(Stored records)
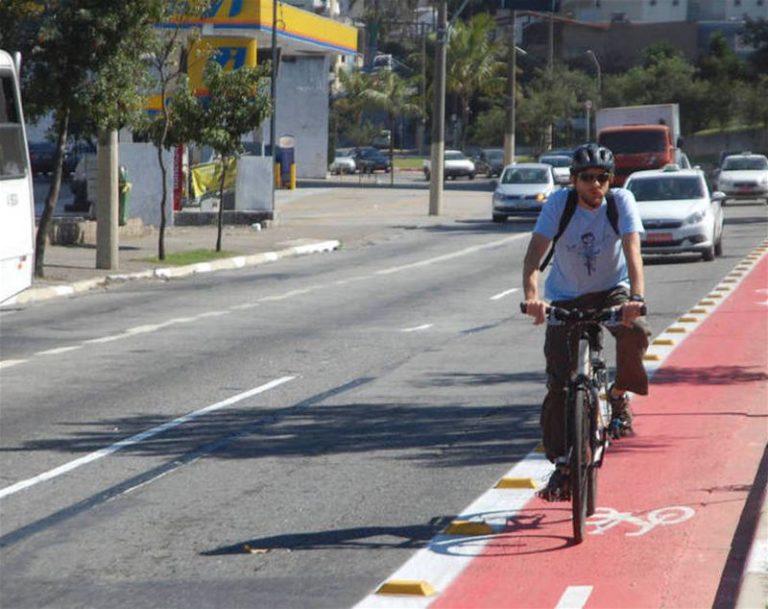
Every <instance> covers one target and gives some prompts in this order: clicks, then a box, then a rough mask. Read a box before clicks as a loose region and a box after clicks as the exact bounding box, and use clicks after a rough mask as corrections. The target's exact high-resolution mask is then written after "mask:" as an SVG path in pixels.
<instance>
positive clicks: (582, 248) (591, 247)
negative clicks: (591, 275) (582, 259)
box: [568, 232, 601, 275]
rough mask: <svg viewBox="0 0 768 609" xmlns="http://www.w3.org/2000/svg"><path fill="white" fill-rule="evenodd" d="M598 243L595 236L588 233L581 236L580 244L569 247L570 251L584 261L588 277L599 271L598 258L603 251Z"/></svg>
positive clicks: (594, 235)
mask: <svg viewBox="0 0 768 609" xmlns="http://www.w3.org/2000/svg"><path fill="white" fill-rule="evenodd" d="M596 242H597V239H596V237H595V234H594V233H592V232H588V233H584V234H582V235H581V238H580V241H579V243H577V244H574V245H569V246H568V249H569V250H571V251H572V252H574V253H576V254H577V255H578V256H580V257H581V258H582V259H583V261H584V267H585V268H586V269H587V275H592V273H593V272H594V271H597V264H596V263H597V257H598V255H599V254H600V251H601V250H600V248H599V247H598V246H597V243H596Z"/></svg>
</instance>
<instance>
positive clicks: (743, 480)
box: [430, 256, 768, 609]
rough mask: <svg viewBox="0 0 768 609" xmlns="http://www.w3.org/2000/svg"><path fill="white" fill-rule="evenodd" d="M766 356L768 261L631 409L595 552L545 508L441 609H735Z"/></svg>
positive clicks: (760, 437)
mask: <svg viewBox="0 0 768 609" xmlns="http://www.w3.org/2000/svg"><path fill="white" fill-rule="evenodd" d="M767 346H768V257H766V256H763V257H762V259H761V260H759V261H758V262H757V264H756V265H755V266H754V267H753V268H752V270H751V272H750V273H749V274H748V275H747V276H746V277H744V279H743V280H742V281H741V283H740V284H739V285H738V286H737V287H736V288H735V289H734V290H733V292H732V293H730V296H728V297H727V298H726V299H724V301H723V302H722V303H721V304H720V305H719V306H718V307H717V308H716V309H714V310H713V311H712V312H711V313H710V314H709V315H708V316H707V317H706V318H705V319H704V320H703V321H701V323H700V324H699V325H698V326H697V327H696V329H695V330H694V331H693V332H691V333H690V334H689V335H688V336H687V338H686V339H685V340H684V341H683V342H682V343H681V344H679V345H678V346H677V347H676V348H675V349H674V350H673V351H672V352H671V353H670V354H669V355H668V357H667V358H666V359H665V360H664V362H663V363H662V365H661V366H660V367H659V368H658V369H657V371H656V373H655V375H654V377H653V379H652V383H651V392H650V395H649V396H646V397H639V396H638V397H636V398H635V399H634V401H633V408H634V411H635V430H636V435H634V436H633V437H629V438H624V439H622V440H621V441H619V442H616V443H614V444H613V445H612V446H611V447H610V450H609V452H608V455H607V457H606V461H605V465H604V466H603V468H602V470H601V472H600V480H599V491H598V501H597V505H598V506H599V507H598V510H597V512H596V513H595V515H594V516H592V517H591V518H590V519H589V521H588V527H587V535H586V536H585V540H584V542H583V543H582V544H581V545H578V546H574V545H572V543H571V541H570V540H571V535H572V529H571V520H570V504H569V503H546V502H544V501H542V500H540V499H538V498H534V499H533V500H531V501H530V502H529V503H527V504H526V505H525V507H524V509H522V510H521V511H519V512H518V513H517V514H516V515H515V517H514V518H512V519H511V520H510V521H509V522H508V525H507V527H506V529H505V530H504V531H503V532H502V533H500V534H498V535H494V536H493V537H492V539H491V540H490V541H489V542H488V543H487V545H486V546H485V547H484V549H483V552H482V553H481V554H480V555H479V556H477V557H476V558H475V559H473V560H472V562H471V563H470V564H469V565H468V567H467V568H466V569H465V570H464V571H463V572H462V573H461V574H460V575H459V576H458V577H457V578H456V579H455V580H454V581H453V583H452V584H451V585H450V586H449V587H448V588H447V589H446V590H444V591H443V592H442V593H441V594H440V596H439V597H438V598H437V599H435V601H434V602H433V603H431V604H430V607H431V608H463V609H468V608H472V609H480V608H489V609H511V608H513V607H526V608H532V607H553V608H554V607H588V608H597V607H622V608H635V607H637V608H650V607H654V608H656V607H679V608H694V607H712V606H732V605H733V599H734V598H735V594H736V591H737V589H738V583H739V578H740V576H741V568H742V567H743V565H742V563H741V561H740V560H734V556H739V557H740V556H743V555H745V554H746V553H747V551H748V550H749V542H750V541H751V538H747V536H745V535H743V534H741V535H739V534H738V533H739V531H742V533H743V530H744V528H745V527H744V520H745V516H748V514H747V513H746V512H747V510H745V504H746V503H747V499H748V496H749V494H750V491H752V489H753V486H756V485H759V486H760V487H761V488H762V487H764V485H765V480H764V479H762V478H764V475H765V467H763V469H762V470H761V472H762V473H761V475H760V477H759V478H758V479H757V480H756V477H757V476H758V469H759V468H760V464H761V460H763V459H765V458H766V457H765V451H766V442H767V441H768V374H767V373H768V347H767ZM758 490H759V489H757V488H756V489H755V490H754V491H753V494H752V497H753V498H754V496H755V494H756V493H755V491H758ZM752 503H754V501H752ZM754 517H755V518H756V517H757V515H756V514H754ZM740 519H741V522H740ZM747 525H748V526H747V527H746V528H747V530H748V531H751V530H752V528H751V527H749V523H747ZM744 546H746V547H744Z"/></svg>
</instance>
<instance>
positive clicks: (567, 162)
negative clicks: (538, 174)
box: [539, 156, 571, 167]
mask: <svg viewBox="0 0 768 609" xmlns="http://www.w3.org/2000/svg"><path fill="white" fill-rule="evenodd" d="M539 162H540V163H546V164H547V165H552V167H570V166H571V157H567V156H543V157H541V158H540V159H539Z"/></svg>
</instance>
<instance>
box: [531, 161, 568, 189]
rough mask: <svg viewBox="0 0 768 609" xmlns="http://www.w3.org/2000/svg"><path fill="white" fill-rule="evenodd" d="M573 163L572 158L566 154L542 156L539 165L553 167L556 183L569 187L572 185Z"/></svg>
mask: <svg viewBox="0 0 768 609" xmlns="http://www.w3.org/2000/svg"><path fill="white" fill-rule="evenodd" d="M571 162H572V159H571V157H569V156H565V155H564V154H542V155H541V156H540V157H539V163H546V164H547V165H552V173H554V174H555V182H557V183H558V184H560V185H561V186H567V185H568V184H570V183H571Z"/></svg>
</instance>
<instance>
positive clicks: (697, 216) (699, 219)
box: [685, 209, 707, 224]
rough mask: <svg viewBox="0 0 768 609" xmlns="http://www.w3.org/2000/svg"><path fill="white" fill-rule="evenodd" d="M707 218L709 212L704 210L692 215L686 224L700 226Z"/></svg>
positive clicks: (688, 216) (687, 219)
mask: <svg viewBox="0 0 768 609" xmlns="http://www.w3.org/2000/svg"><path fill="white" fill-rule="evenodd" d="M706 217H707V211H706V210H704V209H702V210H699V211H697V212H694V213H692V214H691V215H690V216H688V217H687V218H686V219H685V224H698V223H699V222H701V221H702V220H704V218H706Z"/></svg>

• _How to complete this task_
Pictures stay out. Repeat only the lines from the beginning of the data through the line that has "356L768 261L631 409L595".

• _Solution for this task_
Every <instance> covers one target and gives some prompts in this order: clicks, then a box, then a rough mask. Read a box before clicks as a loose region and a box after clicks as the exact bounding box, and use clicks after a rough mask as corrections. The target's exact high-resolution mask is then written after "mask:" as an SVG path in pixels.
<instance>
positive clicks: (582, 248) (591, 247)
negative clicks: (591, 275) (582, 259)
box: [568, 232, 601, 275]
rough mask: <svg viewBox="0 0 768 609" xmlns="http://www.w3.org/2000/svg"><path fill="white" fill-rule="evenodd" d="M598 243L595 236L588 233L581 236L580 244L569 247L570 251L584 261L588 277L599 271L598 258L603 251Z"/></svg>
positive clicks: (594, 235)
mask: <svg viewBox="0 0 768 609" xmlns="http://www.w3.org/2000/svg"><path fill="white" fill-rule="evenodd" d="M596 242H597V239H596V237H595V234H594V233H592V232H588V233H584V234H582V235H581V238H580V241H579V243H577V244H574V245H569V246H568V249H569V250H571V251H572V252H574V253H576V254H577V255H578V256H580V257H581V258H582V259H583V261H584V267H585V268H586V269H587V275H592V273H593V272H594V271H597V264H596V263H597V257H598V255H599V254H600V251H601V250H600V248H599V247H598V246H597V243H596Z"/></svg>
</instance>
<instance>
positive clicks: (743, 480)
box: [430, 256, 768, 609]
rough mask: <svg viewBox="0 0 768 609" xmlns="http://www.w3.org/2000/svg"><path fill="white" fill-rule="evenodd" d="M766 356L768 261L631 409L595 552L545 508L441 609H735Z"/></svg>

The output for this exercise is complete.